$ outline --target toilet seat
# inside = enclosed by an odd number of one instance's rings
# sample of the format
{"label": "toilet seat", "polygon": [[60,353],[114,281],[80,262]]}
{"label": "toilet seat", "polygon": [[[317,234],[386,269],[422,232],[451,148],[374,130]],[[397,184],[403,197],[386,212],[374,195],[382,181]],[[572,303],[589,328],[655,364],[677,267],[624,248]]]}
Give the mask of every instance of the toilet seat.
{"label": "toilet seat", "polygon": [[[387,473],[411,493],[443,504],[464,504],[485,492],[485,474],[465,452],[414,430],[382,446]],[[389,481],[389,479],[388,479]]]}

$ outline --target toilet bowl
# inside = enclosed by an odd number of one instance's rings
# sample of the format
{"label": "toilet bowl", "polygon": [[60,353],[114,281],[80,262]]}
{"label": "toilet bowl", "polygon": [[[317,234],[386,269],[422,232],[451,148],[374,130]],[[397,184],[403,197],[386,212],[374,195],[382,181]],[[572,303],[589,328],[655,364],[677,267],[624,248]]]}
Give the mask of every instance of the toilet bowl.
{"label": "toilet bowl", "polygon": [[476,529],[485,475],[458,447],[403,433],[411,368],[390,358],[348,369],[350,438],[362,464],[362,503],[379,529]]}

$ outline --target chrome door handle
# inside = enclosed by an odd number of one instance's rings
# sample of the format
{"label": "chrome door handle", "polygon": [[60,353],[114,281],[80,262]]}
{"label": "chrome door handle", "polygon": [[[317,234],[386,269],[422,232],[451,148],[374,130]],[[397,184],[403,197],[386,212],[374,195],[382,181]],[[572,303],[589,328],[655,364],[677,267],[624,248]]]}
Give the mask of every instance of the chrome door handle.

***

GIVEN PROBLEM
Put every line of the records above into a numbered list, leaving out the blank lines.

ANSWER TO THIS PROBLEM
1. $ outline --target toilet seat
2. # inside = enclosed by an odd number of one instance's rings
3. # sample of the format
4. {"label": "toilet seat", "polygon": [[60,353],[114,281],[80,262]]}
5. {"label": "toilet seat", "polygon": [[[317,234],[386,269],[422,232],[451,148],[374,130]],[[397,184],[403,197],[386,212],[374,195],[382,181]],[[572,303],[589,328],[655,364],[677,267],[624,248]]]}
6. Give the mask of every instance of the toilet seat.
7. {"label": "toilet seat", "polygon": [[[387,473],[411,493],[443,504],[464,504],[485,492],[485,474],[465,452],[414,430],[382,446]],[[389,481],[389,479],[388,479]]]}
8. $ outline --target toilet bowl
9. # inside = enclosed by an odd number of one instance's rings
10. # sample of the format
11. {"label": "toilet bowl", "polygon": [[60,353],[114,281],[80,262]]}
12. {"label": "toilet bowl", "polygon": [[[317,234],[386,269],[422,232],[451,148],[374,130]],[[397,184],[403,197],[386,212],[374,195],[382,181]],[[572,303],[589,328],[655,364],[677,267],[624,248]]]}
13. Give the mask of every instance of the toilet bowl.
14. {"label": "toilet bowl", "polygon": [[476,529],[485,475],[458,447],[403,433],[411,368],[390,358],[348,369],[350,438],[362,464],[362,503],[379,529]]}
15. $ outline --target chrome door handle
16. # inside = enclosed by an odd number of one instance's rings
17. # sample of the format
18. {"label": "chrome door handle", "polygon": [[60,353],[114,281],[80,262]]}
19. {"label": "chrome door handle", "polygon": [[[317,234],[386,269],[422,232],[451,148],[374,130]],[[397,184],[403,197],[386,212],[374,195],[382,181]],[[572,303],[589,328],[655,364],[677,267],[624,248]]]}
20. Give the mask of every instance of the chrome door handle.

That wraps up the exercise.